Task prompt: Give back, word for word, the part of the items below that opens with the line containing "38, row 82." and closes at the end of the items, with both ends included. Leave the pictures out of your answer.

§ §

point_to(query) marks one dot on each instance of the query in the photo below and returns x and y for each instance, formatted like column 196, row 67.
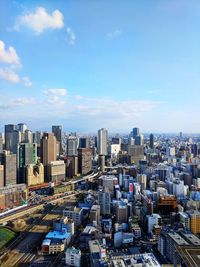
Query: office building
column 34, row 174
column 151, row 141
column 84, row 160
column 104, row 200
column 95, row 214
column 26, row 154
column 8, row 130
column 15, row 139
column 72, row 145
column 28, row 137
column 57, row 131
column 9, row 161
column 102, row 141
column 21, row 127
column 194, row 216
column 1, row 176
column 56, row 171
column 83, row 142
column 121, row 213
column 48, row 151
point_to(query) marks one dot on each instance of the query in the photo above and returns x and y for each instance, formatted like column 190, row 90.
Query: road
column 30, row 210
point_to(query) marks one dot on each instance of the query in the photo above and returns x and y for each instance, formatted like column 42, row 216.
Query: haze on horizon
column 92, row 64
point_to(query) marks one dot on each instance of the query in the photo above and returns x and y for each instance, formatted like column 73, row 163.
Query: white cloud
column 114, row 34
column 56, row 91
column 23, row 101
column 9, row 75
column 152, row 92
column 41, row 20
column 55, row 96
column 71, row 37
column 27, row 81
column 8, row 56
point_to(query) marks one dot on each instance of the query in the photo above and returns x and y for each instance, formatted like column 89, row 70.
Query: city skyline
column 100, row 64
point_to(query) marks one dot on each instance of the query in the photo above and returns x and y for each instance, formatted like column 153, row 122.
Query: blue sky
column 92, row 64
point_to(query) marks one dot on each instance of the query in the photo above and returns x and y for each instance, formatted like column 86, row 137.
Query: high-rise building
column 84, row 160
column 104, row 200
column 1, row 176
column 34, row 174
column 48, row 148
column 194, row 221
column 56, row 171
column 37, row 136
column 139, row 140
column 72, row 145
column 16, row 138
column 102, row 141
column 28, row 137
column 26, row 154
column 151, row 141
column 57, row 130
column 48, row 151
column 83, row 142
column 73, row 257
column 121, row 213
column 9, row 162
column 8, row 130
column 21, row 127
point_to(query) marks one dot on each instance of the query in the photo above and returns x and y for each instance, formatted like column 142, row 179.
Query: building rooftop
column 94, row 246
column 177, row 239
column 58, row 235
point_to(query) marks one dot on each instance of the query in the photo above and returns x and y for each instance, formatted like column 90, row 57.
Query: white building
column 76, row 215
column 73, row 257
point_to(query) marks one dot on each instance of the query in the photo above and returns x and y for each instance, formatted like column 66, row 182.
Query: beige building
column 56, row 171
column 34, row 174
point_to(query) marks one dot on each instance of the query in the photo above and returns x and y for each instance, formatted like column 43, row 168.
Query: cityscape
column 99, row 133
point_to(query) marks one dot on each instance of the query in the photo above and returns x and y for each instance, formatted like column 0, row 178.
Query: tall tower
column 151, row 141
column 57, row 131
column 135, row 132
column 27, row 154
column 48, row 151
column 8, row 130
column 102, row 141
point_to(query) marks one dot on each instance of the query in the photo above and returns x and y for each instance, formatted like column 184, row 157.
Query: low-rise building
column 73, row 257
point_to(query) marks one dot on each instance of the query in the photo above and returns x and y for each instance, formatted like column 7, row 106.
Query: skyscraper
column 57, row 131
column 48, row 151
column 48, row 148
column 8, row 160
column 15, row 139
column 8, row 130
column 102, row 141
column 72, row 145
column 135, row 132
column 151, row 141
column 84, row 160
column 27, row 154
column 83, row 142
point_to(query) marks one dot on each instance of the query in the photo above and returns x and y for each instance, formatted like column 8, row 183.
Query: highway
column 30, row 210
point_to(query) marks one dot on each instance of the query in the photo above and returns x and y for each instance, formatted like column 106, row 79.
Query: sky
column 98, row 63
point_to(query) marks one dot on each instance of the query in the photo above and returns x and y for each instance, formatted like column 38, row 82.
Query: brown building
column 84, row 160
column 167, row 204
column 34, row 174
column 71, row 166
column 121, row 213
column 48, row 151
column 1, row 176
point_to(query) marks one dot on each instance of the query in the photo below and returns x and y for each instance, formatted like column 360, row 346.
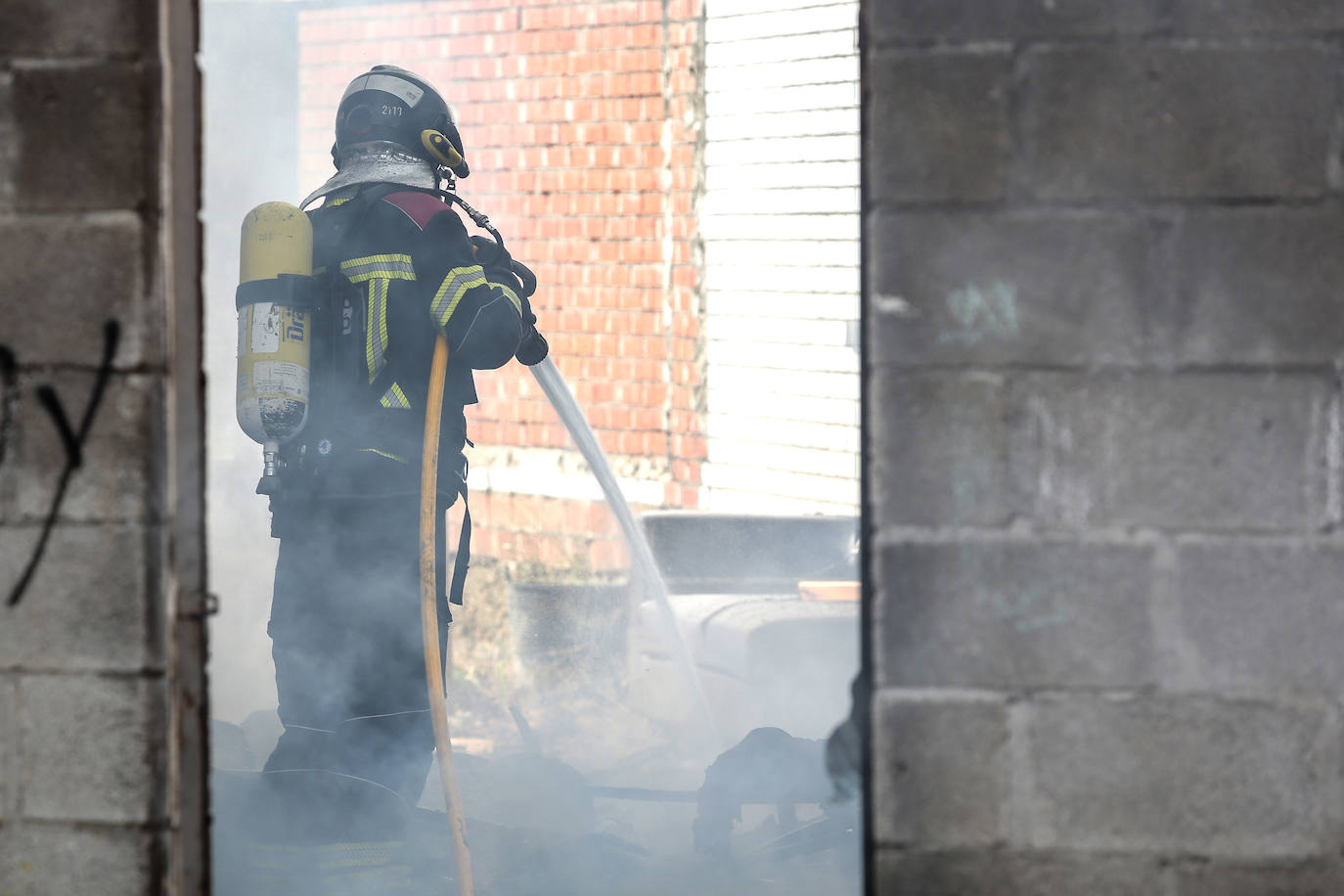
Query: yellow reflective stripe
column 376, row 340
column 395, row 398
column 513, row 295
column 387, row 454
column 450, row 291
column 395, row 266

§ §

Written answer:
point_to(query) marks one dot on each instance of the query in the photo above and returns x and y for each instance, formatted like column 38, row 82.
Query: brown building
column 84, row 160
column 167, row 204
column 34, row 174
column 71, row 166
column 121, row 213
column 48, row 151
column 1, row 176
point_to(query) marks one dot on each instance of the query in the photo below and returns x and y for each instance, formatted like column 360, row 346.
Query: yellow reflective stripe
column 376, row 340
column 395, row 398
column 513, row 295
column 387, row 454
column 450, row 291
column 395, row 266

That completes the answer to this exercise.